Records excerpted from a collection
>> begin

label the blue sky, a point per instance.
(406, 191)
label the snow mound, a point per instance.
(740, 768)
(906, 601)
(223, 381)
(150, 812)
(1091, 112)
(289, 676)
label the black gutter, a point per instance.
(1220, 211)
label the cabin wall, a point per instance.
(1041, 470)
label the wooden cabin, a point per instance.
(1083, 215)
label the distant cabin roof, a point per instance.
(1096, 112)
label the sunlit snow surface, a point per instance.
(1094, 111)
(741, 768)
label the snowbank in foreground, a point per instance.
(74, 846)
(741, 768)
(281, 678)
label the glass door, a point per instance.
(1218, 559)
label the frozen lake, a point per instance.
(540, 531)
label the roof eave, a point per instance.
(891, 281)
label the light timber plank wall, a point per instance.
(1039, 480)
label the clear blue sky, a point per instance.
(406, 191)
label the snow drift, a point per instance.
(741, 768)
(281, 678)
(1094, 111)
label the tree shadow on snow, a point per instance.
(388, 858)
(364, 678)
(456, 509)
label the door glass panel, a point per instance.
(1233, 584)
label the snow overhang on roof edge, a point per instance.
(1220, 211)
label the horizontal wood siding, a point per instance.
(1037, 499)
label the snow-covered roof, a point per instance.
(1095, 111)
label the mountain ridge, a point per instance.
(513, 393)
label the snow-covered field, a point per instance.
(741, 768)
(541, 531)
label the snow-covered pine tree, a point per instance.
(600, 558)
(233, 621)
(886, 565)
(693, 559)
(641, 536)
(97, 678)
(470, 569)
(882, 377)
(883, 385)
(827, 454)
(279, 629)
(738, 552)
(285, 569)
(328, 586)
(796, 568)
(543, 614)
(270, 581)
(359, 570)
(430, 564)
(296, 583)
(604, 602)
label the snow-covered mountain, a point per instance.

>> end

_Exercise description:_
Reproduce all of the items above, replacing "a point per instance" with "one point per instance" at every occurrence and leaving everything else unchanged.

_Result of the exercise:_
label the blue sky, one point per instance.
(406, 191)
label the snow mound, one point per instance.
(740, 768)
(906, 601)
(223, 381)
(150, 812)
(1091, 112)
(289, 676)
label the black gutter, one point per instance.
(1220, 211)
label the cabin wall, one point per instance.
(1041, 470)
label the wooden cabin, one point per instance.
(1083, 215)
label the distant cabin roof, one point per instance.
(1096, 112)
label the sunlit snow surface, one point per instance.
(1094, 111)
(741, 768)
label the snowbank in foreground, one point per instance.
(74, 846)
(741, 768)
(281, 678)
label the glass door, one point per instance.
(1218, 559)
label the frozen lake, one point per instance.
(540, 531)
label the roof eave, one point per instance.
(891, 281)
label the light timber plank wall, one point per instance.
(1039, 480)
label the clear blue sky, one point per instance.
(406, 191)
label the snow drift, one point per instance.
(741, 768)
(281, 678)
(1094, 111)
label the tree shadow on snow, one point per instance.
(388, 858)
(364, 678)
(456, 509)
label the door glass panel, one point per instance.
(1233, 584)
label the snow overhang on roof edge, one point per instance.
(1220, 211)
label the horizontal wood siding, one point per instance.
(1037, 499)
label the snow-covered roof, one point per instance.
(1095, 111)
label the mountain ridge, one point per instance.
(513, 393)
label the snow-covered field, one point per instance.
(741, 768)
(541, 531)
label the snow-covered pine tree, one point per instance.
(600, 558)
(233, 621)
(886, 565)
(693, 559)
(641, 536)
(97, 678)
(470, 569)
(882, 377)
(883, 385)
(827, 454)
(279, 629)
(738, 552)
(285, 569)
(328, 586)
(796, 568)
(543, 614)
(270, 581)
(359, 570)
(430, 564)
(296, 583)
(604, 602)
label the snow-covered mountain, one point per instance.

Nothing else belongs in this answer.